Set down each entry from the block beneath, exactly as written.

• _Given entries_:
+ + + +

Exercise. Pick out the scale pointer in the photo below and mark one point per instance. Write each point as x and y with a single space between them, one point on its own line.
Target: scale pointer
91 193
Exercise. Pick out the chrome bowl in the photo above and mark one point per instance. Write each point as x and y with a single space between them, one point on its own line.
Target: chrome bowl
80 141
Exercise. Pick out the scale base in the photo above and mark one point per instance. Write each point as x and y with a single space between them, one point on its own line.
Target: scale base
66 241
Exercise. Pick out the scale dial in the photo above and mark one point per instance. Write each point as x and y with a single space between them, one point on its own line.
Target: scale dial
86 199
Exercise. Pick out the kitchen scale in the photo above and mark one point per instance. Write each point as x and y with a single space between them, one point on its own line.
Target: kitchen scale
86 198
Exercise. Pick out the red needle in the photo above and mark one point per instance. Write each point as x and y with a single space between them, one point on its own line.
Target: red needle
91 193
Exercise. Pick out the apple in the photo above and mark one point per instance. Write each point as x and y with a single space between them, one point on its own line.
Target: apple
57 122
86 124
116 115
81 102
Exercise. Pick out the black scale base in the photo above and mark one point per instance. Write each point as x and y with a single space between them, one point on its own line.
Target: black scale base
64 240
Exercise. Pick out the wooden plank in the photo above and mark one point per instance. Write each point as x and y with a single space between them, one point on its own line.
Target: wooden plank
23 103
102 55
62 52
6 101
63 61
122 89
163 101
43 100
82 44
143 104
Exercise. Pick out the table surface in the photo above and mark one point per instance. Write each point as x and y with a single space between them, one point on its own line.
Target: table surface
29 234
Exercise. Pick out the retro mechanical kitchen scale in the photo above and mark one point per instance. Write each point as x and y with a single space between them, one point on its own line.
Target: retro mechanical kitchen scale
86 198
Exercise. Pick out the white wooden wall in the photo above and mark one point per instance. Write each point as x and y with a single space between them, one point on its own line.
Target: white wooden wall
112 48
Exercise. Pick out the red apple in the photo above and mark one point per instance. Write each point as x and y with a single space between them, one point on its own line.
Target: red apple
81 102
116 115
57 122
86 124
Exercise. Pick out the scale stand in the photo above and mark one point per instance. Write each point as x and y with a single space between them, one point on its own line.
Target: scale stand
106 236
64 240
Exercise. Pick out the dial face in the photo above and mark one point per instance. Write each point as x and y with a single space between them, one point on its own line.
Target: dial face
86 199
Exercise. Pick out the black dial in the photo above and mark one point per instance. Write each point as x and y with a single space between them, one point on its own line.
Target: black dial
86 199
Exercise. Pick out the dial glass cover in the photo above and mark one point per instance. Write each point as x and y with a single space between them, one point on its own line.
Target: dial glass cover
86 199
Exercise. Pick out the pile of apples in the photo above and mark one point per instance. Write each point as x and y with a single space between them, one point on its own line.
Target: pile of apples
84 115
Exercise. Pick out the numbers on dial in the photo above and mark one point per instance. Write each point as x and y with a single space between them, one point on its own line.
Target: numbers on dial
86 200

+ + + +

• _Result of the exercise_:
Exercise. Pick out the scale pointer in the photo below and mark one point per instance. Write each point as x and y with a single space between them, one point on its own line.
Target: scale pointer
91 193
Exercise. Pick out the chrome bowl in the photo above and mark one point per instance. Write each point as x and y with a single space between them, one point on its own line.
Target: chrome bowl
80 141
Exercise. Pick out the scale base in the photo above and mark one point per instance. Write each point as x and y with a single space between them, one point on its own line.
Target: scale base
66 241
Exercise. Pick out the scale dial in the photo above and mark one point per instance. Write each point as x and y with a single space between them, one point on its own line.
Target: scale dial
86 199
Exercise. Pick out the kitchen scale in the photo above and mark one point per instance. Write each point as x and y with a single space between them, one point on its own line.
Target: kitchen scale
86 198
Exercise. Pick out the red needle in the photo above and mark one point per instance. Write each point as x and y with a single space between them, one point on its own line.
Target: red needle
91 193
Exercise. Pick out the apple in the photo above and mark one point per instance. Write each point as x and y with a single space between them, one point on its own line.
Target: apple
57 122
86 124
116 115
81 102
Exercise. Pick out the black scale base in the photo above and mark one point per instance. Write each point as x and y with a single space between them, one point on its own line.
Target: black scale base
64 240
Exercise. Pick out the wooden plank in the photo above and mark one point per instance. Write each point as x and y with a single space between them, one point on its own line.
Target: wooden plank
23 103
102 55
62 52
6 101
63 61
122 89
163 101
43 100
82 44
143 104
Exercise. Pick out the table surface in the photo above and mark one point per instance. Write each point as x and y with a single space between them, one point on its own line.
Target: table surface
29 234
Exercise. Pick out the retro mechanical kitchen scale in the photo above and mark one point per instance. Write each point as x and y with a single space between them, one point on its own line.
Target: retro mechanical kitchen scale
86 198
Exercise. Pick out the white wooden wall in the photo above and mark one point per instance. Write each point as x and y with a single space between them, one point on its own line.
Target: white wooden wall
112 48
Exercise. Pick out the red apple in the photo above and mark one point per instance. Write each point as x and y with a single space between them, one point on its own line.
Target: red apple
81 102
116 115
57 122
86 124
Exercise. Pick out the scale stand in the photo above and mark one point per instance. Write each point as x and y with a single space between them, one point on its own line.
Target: scale stand
106 236
64 240
Exercise. Pick out the dial face in the photo above and mark one point per instance. Write each point as x and y with a single space between them, one point on its own line.
Target: dial face
86 199
Exercise. Pick out the black dial in the photo above and mark one point per instance. Write each point as x and y with a single space between them, one point on its own line.
Target: black dial
86 199
Exercise. Pick out the dial glass cover in the photo above and mark one point per instance. Write each point as x and y with a single space between them, one point on its own line.
Target: dial glass cover
86 199
Exercise. Pick out the pile of apples in the photo above and mark one point per instance. Write each point as x and y with a single space between them, one point on its own line.
Target: pile of apples
84 115
Exercise. Pick out the numbers on dial in the photo above and mark one point per instance. Write each point as x and y with a single space between them, one point on its own line.
Target: numbers on dial
86 200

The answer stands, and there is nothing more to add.